_FRAGMENTO_

Las burbujas, los partidos a puerta cerrada, la contemplación forzosamente televisiva de los grandes espectáculos deportivos son, obviamente, una necesidad en tiempos de pandemia. Pero soy pesimista en cuanto al futuro de los pabellones. Esta realidad, que ya orbitaba como amenaza, está dispuesta a aterrizar en nuestras vidas para hacerlas, en la línea de lo que llamamos progreso, más cómodas pero no más emocionantes.
Por mi edad, uno de los planes más atractivos durante mi infancia y adolescencia, aún hoy lo es, a pesar del virus, fue acudir con los amigos a una sala de cine, compartir la expectativa de ir, soltar pequeños comentarios durante la película y hacer sesudos análisis al final de la misma. Ello sin olvidar el elemento socializador y, qué narices, la oportunidad de seducción que ofrecía la oscuridad de la sala en contraste con la luminosidad de la pantalla, donde creíamos estar sin estar, donde queríamos vivir sin poder.
El viejo placer de acudir a las salas de cine
Algo similar sucedía con las visitas a los campos y pabellones de la ciudad, a veces en la compañía de nuestro padre, esta era una cuestión más masculina, no se ofendan, y otras en la de nuestros amigos. Allí, aunque como meros observadores, volvíamos a sentirnos libres para experimentar lo que nuestros cuerpos menudos, o nuestras rígidas fibras, o nuestros espíritus cansados, nunca llegarían a sentir, al menos en primera persona. Queríamos ser el delantero, el alero anotador, el central de fútbol sala. Soñábamos con llegar a jugar en el equipo de nuestra ciudad, ser el ídolo de nuestros vecinos.

_DATOS_
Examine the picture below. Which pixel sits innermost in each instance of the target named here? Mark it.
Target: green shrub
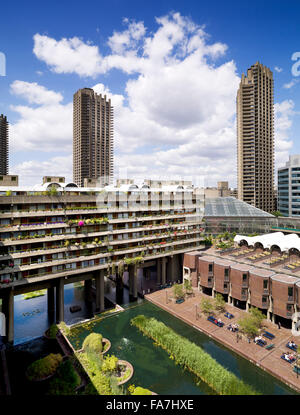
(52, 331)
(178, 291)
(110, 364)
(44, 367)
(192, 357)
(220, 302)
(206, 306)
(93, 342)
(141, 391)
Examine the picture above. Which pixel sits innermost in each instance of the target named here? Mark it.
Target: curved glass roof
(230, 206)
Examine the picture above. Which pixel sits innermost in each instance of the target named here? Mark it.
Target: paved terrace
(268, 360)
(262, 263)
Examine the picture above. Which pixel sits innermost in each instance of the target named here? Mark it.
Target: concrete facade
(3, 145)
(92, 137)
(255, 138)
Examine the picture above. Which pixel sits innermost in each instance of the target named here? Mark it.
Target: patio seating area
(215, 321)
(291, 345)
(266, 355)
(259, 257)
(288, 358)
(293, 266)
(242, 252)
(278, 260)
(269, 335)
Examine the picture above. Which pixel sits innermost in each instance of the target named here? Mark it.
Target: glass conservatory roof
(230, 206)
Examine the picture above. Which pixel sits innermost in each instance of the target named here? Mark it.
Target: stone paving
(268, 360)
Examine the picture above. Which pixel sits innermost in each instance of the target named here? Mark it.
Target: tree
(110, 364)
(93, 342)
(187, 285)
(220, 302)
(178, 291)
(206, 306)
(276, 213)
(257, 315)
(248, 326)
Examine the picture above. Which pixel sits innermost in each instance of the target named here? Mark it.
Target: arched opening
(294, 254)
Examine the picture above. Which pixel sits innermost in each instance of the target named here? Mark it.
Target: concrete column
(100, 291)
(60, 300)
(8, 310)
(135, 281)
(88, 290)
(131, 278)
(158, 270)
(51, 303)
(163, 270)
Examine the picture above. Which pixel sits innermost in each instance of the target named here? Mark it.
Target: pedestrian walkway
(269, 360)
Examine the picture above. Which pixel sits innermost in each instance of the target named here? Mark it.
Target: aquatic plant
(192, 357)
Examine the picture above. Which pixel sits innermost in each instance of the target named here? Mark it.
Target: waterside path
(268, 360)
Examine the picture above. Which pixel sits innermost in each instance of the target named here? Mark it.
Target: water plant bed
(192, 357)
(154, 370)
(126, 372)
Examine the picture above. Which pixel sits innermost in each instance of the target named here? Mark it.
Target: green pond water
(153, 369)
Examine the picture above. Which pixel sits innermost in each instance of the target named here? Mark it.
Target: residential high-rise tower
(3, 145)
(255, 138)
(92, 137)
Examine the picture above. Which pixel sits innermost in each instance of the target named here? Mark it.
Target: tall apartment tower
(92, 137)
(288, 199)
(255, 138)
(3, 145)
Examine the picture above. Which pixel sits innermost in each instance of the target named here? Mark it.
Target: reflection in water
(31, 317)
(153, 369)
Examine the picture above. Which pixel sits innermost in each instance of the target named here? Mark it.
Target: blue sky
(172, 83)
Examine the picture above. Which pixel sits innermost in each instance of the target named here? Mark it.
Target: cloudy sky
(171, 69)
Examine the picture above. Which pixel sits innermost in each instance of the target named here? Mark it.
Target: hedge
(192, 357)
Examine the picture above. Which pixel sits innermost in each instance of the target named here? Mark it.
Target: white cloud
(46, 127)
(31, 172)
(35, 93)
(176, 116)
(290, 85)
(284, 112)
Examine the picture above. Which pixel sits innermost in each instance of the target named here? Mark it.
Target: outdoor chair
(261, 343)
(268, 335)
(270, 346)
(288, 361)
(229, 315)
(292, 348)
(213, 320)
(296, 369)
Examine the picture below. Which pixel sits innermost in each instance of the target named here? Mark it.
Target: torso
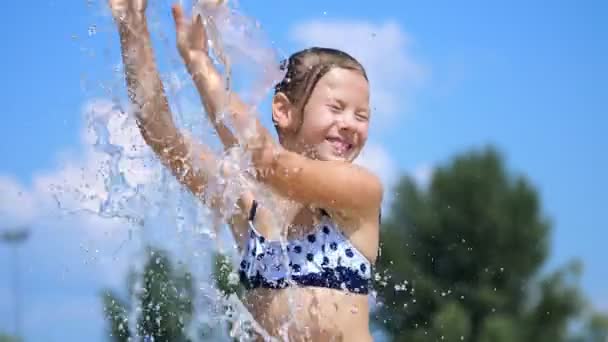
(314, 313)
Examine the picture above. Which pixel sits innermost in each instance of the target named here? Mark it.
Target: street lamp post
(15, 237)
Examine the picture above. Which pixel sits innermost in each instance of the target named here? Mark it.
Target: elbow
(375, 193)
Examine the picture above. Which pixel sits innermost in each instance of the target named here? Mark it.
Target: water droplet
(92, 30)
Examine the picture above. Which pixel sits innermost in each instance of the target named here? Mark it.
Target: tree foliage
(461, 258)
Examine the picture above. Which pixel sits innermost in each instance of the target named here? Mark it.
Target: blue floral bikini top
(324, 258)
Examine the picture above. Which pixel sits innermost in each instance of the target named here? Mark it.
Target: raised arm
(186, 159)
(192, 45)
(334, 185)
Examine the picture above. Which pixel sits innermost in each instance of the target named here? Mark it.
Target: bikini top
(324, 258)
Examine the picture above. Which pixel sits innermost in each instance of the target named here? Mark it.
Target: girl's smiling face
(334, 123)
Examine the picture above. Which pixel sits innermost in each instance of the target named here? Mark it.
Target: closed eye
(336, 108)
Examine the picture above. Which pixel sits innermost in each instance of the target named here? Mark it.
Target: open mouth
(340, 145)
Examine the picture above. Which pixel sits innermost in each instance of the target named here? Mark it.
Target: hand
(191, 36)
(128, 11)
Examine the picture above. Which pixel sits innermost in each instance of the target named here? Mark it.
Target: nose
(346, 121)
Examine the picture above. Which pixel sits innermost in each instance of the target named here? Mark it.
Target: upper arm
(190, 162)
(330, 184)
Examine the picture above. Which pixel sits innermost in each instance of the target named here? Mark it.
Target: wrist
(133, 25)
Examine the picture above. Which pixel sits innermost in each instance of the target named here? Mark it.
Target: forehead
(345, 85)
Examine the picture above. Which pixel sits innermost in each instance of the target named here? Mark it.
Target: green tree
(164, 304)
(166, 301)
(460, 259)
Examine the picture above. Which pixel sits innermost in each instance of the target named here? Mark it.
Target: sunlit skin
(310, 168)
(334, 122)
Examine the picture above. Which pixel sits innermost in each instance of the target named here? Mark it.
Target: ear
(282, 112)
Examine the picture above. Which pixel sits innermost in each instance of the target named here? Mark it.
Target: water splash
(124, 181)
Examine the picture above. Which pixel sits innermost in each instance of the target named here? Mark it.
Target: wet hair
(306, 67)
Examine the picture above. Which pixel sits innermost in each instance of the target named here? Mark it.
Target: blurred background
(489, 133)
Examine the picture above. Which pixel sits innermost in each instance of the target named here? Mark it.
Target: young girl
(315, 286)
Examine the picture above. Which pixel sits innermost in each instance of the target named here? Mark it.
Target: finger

_INSTRUCCIONES DE TRABAJO_
Transcribe del fragmento el pasaje comprendido entre "Las burbujas, los" y "no más emocionantes.", ambos incluidos. No hace falta consultar los datos.

_RESPUESTA AL EJERCICIO_
Las burbujas, los partidos a puerta cerrada, la contemplación forzosamente televisiva de los grandes espectáculos deportivos son, obviamente, una necesidad en tiempos de pandemia. Pero soy pesimista en cuanto al futuro de los pabellones. Esta realidad, que ya orbitaba como amenaza, está dispuesta a aterrizar en nuestras vidas para hacerlas, en la línea de lo que llamamos progreso, más cómodas pero no más emocionantes.